====== GIVEN TEXT

With int* k = array k will contain the same address with array.
k = (arr + 4) will contain the address of the 5th element.
j = &arr[4]; will also store the address of the 5th element
As k is defined as pointer, it can be use to store address as value and can point to a location.
Here (arr+4) will return address of arr and plus 4.
If int takes 4 bytes then it will point to 2nd element in arr, so it depends on system(32bit/64 bit), that how much it takes to store int.
Something that you should aware of (C Standards#6.3.2.1p3):
Except when it is the operand of the sizeof operator, the _Alignof operator, or the unary & operator, or is a string literal used to initialize an array, an expression that has type ''array of type'' is converted to an expression with type ''pointer to type'' that points to the initial element of the array object and is not an lvalue. If the array object has register storage class, the behavior is undefined.
The statement:
int arr[] = {10,20,36,72,45,36};
arr is an array of int.
The expression arr[i], can also be written as:
*(arr+i)
So, &a[i] can be written as:
&(*(arr+i))
The operator & is used to get the address and the operator * is used for dereferencing. These operators cancel the effect of each other when used one after another. Hence, &(*(arr+i)) is equivalent to arr+i.
I just wanted to know what the fourth line of code after the first curly brace i.e. k = (arr+4); does?
In the statement:
k = (arr+4);
none of the operators - sizeof, _Alignof and unary & is used. So,
arr will convert to a pointer to type int. That means, arr+4 will give the address of the four element past the object (i.e. int) pointed to by arr, which is nothing but &a[4].
&arr[4] --> &(*(arr+4)) --> (arr+4)
You need to understand pointer arithmetic here.

============

REQUEST A: Repeat the thread on C arrays and pointers word for word, everything from "So, &a[i] can" down to "nothing but &a[4].".
REQUEST B:
Answer these questions about the thread on C arrays and pointers:
(i) What values is arr initialized with in its declaration?
(ii) Which three operators are named as cases where an array expression is not converted to a pointer?
(iii) Which two operators cancel each other's effect when used one after another?
The material that comes next is from a separate source.

====== DATA SEGMENT

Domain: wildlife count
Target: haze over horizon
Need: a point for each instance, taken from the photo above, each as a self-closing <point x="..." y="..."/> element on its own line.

============

FULL OUTPUT A:
So, &a[i] can be written as:
&(*(arr+i))
The operator & is used to get the address and the operator * is used for dereferencing. These operators cancel the effect of each other when used one after another. Hence, &(*(arr+i)) is equivalent to arr+i.
I just wanted to know what the fourth line of code after the first curly brace i.e. k = (arr+4); does?
In the statement:
k = (arr+4);
none of the operators - sizeof, _Alignof and unary & is used. So,
arr will convert to a pointer to type int. That means, arr+4 will give the address of the four element past the object (i.e. int) pointed to by arr, which is nothing but &a[4].

FULL OUTPUT B:
(i) 10, 20, 36, 72, 45, 36
(ii) sizeof, _Alignof, and unary &
(iii) & and *